● **Page extract**
-- begin --
Political Environment
Britain's political environment, characterized by unprecedented stability, also helped industrialization. After the Glorious Revolution, Parliament exercised more freedom from the monarch, and the country was free from unrest. Unlike other absolute monarchies, such as France, Britain's Parliament placed few restraints on the country's economy. This allowed for factories and other entrepreneurs to invest and grow, as they could not elsewhere. In Britain, industrialists were free from the worries of a revolution and were also lightly regulated.
Imperial Power
The Industrial Revolution also began in Britain partly because of the resources of the country's large colonial empire. By the early 19th century, Britain's Royal Navy was the strongest in the world, and it dominated oceanic trade. This was a huge advantage for British factory owners, because it meant that their exports abroad could be safely transported. Colonies abroad also provided British industrialists with opportunities to trade Indian teas, Chinese silks and West Indian sugar. These goods could be exchanged for industrial products produced in Britain.
IV. Inventions of the Beginning of the 19th century
4.1. Steam Locomotive
The first steam locomotive was invented by Richard Trevithick, a British inventor and mining engineer. Trevithick’s steam locomotive was built in 1804 in Pen-y-Darren in South Wales to carrying cargo. Trevithick sold the patents to the steam locomotive to Samuel Homfray. In one of the earliest public demonstrations, the locomotive successfully carried an impressive load of 10 tons of iron, 5 wagons and 70 men 9.75 miles between Penydarren and Abercynon in 4 hours and 5 minutes. Trevithick continued to work with steam locomotives for many more years until his death in April 1833. A full-scale working replica of his first steam locomotive was built in 1981 for the Welsh Industrial and Maritime Museum, later moving to the National Waterfront Museum in Swansea. The locomotive is run several times a year along a short length of rail outside the museum.
Richard Trevithick is a British mechanical engineer and inventor who successfully harnessed high-pressure steam and constructed the world’s first steam railway locomotive . In 1805 he adapted his high-pressure engine to driving an iron-rolling mill and to propelling a barge with the aid of paddle wheels.
Trevithick spent his youth at Illogan in the tin-mining district of Cornwall and attended the village school. The schoolmaster described him as “disobedient, slow and obstinate.” His father, a mine manager, considered him a loafer, and throughout his career Trevithick remained scarcely literate. Early in life, however, he displayed an extraordinary talent in engineering. Because of his intuitive ability to solve problems that perplexed educated engineers, he obtained his first job as engineer to several Cornish ore mines in 1790 at the age of 19. In 1797 he married Jane Harvey of a prominent engineering family. She bore him six children, one of whom, Francis, became locomotive superintendent of the London & North Western Railway and later wrote a biography of his father.
Because Cornwall has no coalfields, high import costs obliged the ore-mine operators to exercise rigid economy in the consumption of fuel for pumping and hoisting. Cornish engineers, therefore, found it imperative to improve the efficiency of the steam engine. The massive engine then in use was the low-pressure type invented by James Watt. Inventive but cautious, Watt thought that “strong steam” was too dangerous to harness; Trevithick thought differently. He soon realized that, by using high-pressure steam and allowing it to expand within the cylinder, a much smaller and lighter engine could be built without any less power than in the low-pressure type.
-- end --
● **Data excerpts**
-- begin --
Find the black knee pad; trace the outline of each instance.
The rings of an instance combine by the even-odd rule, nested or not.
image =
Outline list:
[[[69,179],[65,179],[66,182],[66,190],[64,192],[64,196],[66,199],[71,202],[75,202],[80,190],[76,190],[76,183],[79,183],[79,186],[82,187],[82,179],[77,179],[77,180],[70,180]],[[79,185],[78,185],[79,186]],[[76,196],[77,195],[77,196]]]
-- end --
● **Exercise instructions**
[a] Transcribe the passage on the Industrial Revolution between "Trevithick spent his" and "of his father.", inclusive.
[b] For each statement, say whether it agrees with the passage on the Industrial Revolution, answering yes or no and quoting the words from the passage that decide it. (i) Trevithick married Jane Harvey in 1797. (ii) Watt considered high-pressure steam safe to harness. (iii) The full-scale replica of Trevithick's first locomotive was built in 1981 for the National Waterfront Museum in Swansea.

● **The answers**
[a]
Trevithick spent his youth at Illogan in the tin-mining district of Cornwall and attended the village school. The schoolmaster described him as “disobedient, slow and obstinate.” His father, a mine manager, considered him a loafer, and throughout his career Trevithick remained scarcely literate. Early in life, however, he displayed an extraordinary talent in engineering. Because of his intuitive ability to solve problems that perplexed educated engineers, he obtained his first job as engineer to several Cornish ore mines in 1790 at the age of 19. In 1797 he married Jane Harvey of a prominent engineering family. She bore him six children, one of whom, Francis, became locomotive superintendent of the London & North Western Railway and later wrote a biography of his father.

[b]
(i) Yes: "In 1797 he married Jane Harvey of a prominent engineering family."
(ii) No: "Watt thought that “strong steam” was too dangerous to harness"
(iii) No: "A full-scale working replica of his first steam locomotive was built in 1981 for the Welsh Industrial and Maritime Museum, later moving to the National Waterfront Museum in Swansea."